Parkside Colliery site Parkside Regeneration c Google earth

The site of the former Parkside Colliery, which closed in 1993. Credit: Google Earth

Next steps lined up for major St Helens regen scheme

While still in the early design stage, the second phase of the transformation of Parkside Colliery could feature up to 1.6m sq ft of industrial space.

Parkside Regeneration, the joint venture between developer Langtree and St Helens Borough Council, has filed an environmental impact scoping request with the local authority for the next step in its plans for the 505-acre brownfield site.

Located around Junction 22, the former Parkside Colliery at Newton-le-Willows has been designated for employment use in St Helens’ local plan.

The first phase of Parkside has an estimated completion date of June 2024. That phase includes 1m sq ft of industrial. As of last year, the project had a development cost of £78m. A £32m link road connecting this phase to the M6 is also being constructed by Balfour Beatty.

· · ·

WRITTEN TASKS »
(a) How large is the brownfield site in the Parkside Colliery article?
(b) Reproduce the part of the Parkside Colliery article starting at "Parkside Regeneration, the" and ending at "Helens’ local plan.".
(c) Write what comes next in the article on the Parkside Colliery regeneration, picking up after its last sentence.
None of this data is needed.

Extracted records
· · ·

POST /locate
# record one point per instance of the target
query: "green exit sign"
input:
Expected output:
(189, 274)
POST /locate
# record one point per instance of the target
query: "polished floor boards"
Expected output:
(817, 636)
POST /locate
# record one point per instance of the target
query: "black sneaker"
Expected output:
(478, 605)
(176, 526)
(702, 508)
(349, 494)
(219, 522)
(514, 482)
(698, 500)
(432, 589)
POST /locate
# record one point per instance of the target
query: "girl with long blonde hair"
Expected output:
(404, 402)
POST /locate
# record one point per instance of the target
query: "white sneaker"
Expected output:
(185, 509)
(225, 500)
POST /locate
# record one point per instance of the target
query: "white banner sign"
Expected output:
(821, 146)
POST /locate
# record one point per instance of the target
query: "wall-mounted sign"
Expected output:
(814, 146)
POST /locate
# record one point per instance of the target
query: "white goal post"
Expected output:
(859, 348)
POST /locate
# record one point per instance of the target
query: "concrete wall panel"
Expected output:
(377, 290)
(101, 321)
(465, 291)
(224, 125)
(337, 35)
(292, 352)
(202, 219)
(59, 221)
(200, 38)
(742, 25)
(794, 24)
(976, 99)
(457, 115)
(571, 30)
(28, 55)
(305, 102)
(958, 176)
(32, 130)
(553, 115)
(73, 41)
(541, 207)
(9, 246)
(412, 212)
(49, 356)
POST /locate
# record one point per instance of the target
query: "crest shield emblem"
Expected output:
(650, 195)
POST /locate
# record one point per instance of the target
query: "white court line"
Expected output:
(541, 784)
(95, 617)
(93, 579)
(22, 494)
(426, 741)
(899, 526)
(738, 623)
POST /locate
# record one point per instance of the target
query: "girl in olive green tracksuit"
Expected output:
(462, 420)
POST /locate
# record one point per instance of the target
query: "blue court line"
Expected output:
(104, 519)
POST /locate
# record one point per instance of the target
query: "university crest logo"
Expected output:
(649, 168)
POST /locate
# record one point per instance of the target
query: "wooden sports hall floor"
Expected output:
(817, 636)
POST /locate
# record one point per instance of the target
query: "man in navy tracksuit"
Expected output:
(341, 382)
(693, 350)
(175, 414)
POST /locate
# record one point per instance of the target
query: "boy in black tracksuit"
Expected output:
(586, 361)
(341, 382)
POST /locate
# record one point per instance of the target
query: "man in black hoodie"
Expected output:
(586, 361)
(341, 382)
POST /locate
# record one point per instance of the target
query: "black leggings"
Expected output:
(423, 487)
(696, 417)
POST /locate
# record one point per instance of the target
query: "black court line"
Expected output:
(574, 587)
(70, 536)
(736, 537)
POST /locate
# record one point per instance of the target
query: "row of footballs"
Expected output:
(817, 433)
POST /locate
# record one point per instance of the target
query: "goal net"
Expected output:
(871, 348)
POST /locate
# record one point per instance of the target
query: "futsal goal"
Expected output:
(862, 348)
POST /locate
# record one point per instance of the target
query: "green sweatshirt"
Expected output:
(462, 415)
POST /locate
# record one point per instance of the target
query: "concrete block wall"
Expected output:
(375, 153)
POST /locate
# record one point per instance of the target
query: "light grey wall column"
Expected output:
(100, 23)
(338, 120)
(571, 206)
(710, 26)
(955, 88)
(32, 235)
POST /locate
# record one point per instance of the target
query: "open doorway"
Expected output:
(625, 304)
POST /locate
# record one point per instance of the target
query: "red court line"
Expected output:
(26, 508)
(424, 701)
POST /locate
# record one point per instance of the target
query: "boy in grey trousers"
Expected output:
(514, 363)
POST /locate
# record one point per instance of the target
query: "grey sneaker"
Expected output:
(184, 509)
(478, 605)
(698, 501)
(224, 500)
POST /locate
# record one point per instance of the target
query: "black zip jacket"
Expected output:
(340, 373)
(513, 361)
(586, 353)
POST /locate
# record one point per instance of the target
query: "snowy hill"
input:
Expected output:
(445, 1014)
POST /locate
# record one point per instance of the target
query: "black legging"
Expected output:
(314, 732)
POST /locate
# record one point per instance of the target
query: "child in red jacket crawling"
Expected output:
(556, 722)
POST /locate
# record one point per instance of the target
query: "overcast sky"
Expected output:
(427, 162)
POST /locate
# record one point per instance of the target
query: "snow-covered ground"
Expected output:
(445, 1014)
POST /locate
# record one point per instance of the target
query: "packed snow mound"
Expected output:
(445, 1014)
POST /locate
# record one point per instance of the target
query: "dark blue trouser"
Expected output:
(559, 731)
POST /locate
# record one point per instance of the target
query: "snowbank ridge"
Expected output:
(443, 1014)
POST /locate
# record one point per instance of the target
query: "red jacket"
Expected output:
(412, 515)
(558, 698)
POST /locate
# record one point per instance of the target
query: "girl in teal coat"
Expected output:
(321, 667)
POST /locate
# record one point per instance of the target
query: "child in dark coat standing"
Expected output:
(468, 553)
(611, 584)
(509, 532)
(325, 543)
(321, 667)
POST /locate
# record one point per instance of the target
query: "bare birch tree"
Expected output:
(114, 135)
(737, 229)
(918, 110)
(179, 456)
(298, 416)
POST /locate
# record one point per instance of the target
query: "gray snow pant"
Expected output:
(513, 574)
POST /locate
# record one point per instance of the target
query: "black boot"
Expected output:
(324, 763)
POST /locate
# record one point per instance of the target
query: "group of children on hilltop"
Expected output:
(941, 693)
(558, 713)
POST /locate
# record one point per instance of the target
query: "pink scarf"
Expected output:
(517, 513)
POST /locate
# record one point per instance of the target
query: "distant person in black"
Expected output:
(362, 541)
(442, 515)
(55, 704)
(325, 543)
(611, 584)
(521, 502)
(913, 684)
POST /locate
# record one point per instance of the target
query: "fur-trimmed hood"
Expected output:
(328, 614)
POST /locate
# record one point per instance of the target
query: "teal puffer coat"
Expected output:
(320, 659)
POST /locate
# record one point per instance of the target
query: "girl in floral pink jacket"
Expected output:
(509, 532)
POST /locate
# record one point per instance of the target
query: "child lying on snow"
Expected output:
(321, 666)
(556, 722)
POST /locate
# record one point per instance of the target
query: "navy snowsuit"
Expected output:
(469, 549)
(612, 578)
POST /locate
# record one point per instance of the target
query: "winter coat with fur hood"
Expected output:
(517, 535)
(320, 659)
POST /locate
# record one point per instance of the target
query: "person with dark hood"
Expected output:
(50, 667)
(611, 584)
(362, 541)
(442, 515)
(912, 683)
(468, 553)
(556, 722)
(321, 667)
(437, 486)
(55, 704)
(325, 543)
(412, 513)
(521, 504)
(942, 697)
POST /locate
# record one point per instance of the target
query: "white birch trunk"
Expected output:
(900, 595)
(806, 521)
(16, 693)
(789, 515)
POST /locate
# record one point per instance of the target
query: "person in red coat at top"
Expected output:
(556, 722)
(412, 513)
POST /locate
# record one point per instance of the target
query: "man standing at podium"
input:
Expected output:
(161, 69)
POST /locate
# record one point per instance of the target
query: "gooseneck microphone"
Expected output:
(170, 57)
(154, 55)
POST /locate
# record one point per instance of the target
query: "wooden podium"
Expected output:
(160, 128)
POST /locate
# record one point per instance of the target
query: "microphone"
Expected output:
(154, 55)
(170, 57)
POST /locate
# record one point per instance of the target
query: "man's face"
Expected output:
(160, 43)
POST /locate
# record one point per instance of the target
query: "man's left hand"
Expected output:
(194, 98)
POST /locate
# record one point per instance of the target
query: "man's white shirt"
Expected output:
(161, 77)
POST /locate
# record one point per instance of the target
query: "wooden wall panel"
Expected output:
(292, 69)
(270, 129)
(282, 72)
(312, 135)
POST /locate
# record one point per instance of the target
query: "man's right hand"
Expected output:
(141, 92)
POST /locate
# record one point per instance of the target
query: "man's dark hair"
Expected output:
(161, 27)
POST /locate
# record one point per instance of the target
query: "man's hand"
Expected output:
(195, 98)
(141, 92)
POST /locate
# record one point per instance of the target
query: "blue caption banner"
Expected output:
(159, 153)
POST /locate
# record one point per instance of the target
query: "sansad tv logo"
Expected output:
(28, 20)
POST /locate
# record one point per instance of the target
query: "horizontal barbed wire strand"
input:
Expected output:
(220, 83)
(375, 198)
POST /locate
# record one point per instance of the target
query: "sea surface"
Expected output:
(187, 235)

· · ·

SOLVED PROBLEMS »
(a) 505 acres.

(b)
Parkside Regeneration, the joint venture between developer Langtree and St Helens Borough Council, has filed an environmental impact scoping request with the local authority for the next step in its plans for the 505-acre brownfield site.

Located around Junction 22, the former Parkside Colliery at Newton-le-Willows has been designated for employment use in St Helens’ local plan.

(c)
“The regeneration of the former Parkside colliery site is continuing at pace and this next stage is another step towards bringing much-needed jobs to the area once more,” said Cllr David Baines, Leader of St Helens Borough Council.

“Parkside has significant regional importance,” Baines continued. “It’s a huge economic growth opportunity and will help to put Newton-le-Willows and the wider borough back on the map as an economic powerhouse.”

Parkside Regeneration chairman John Downes echoed Baines’ sentiment.

“There’s a team hard at work knitting together the different strands of Parkside and we’ll continue to move at pace to unlock the jobs, training, and local supply chain opportunities our investment in Parkside offers,” Downes said.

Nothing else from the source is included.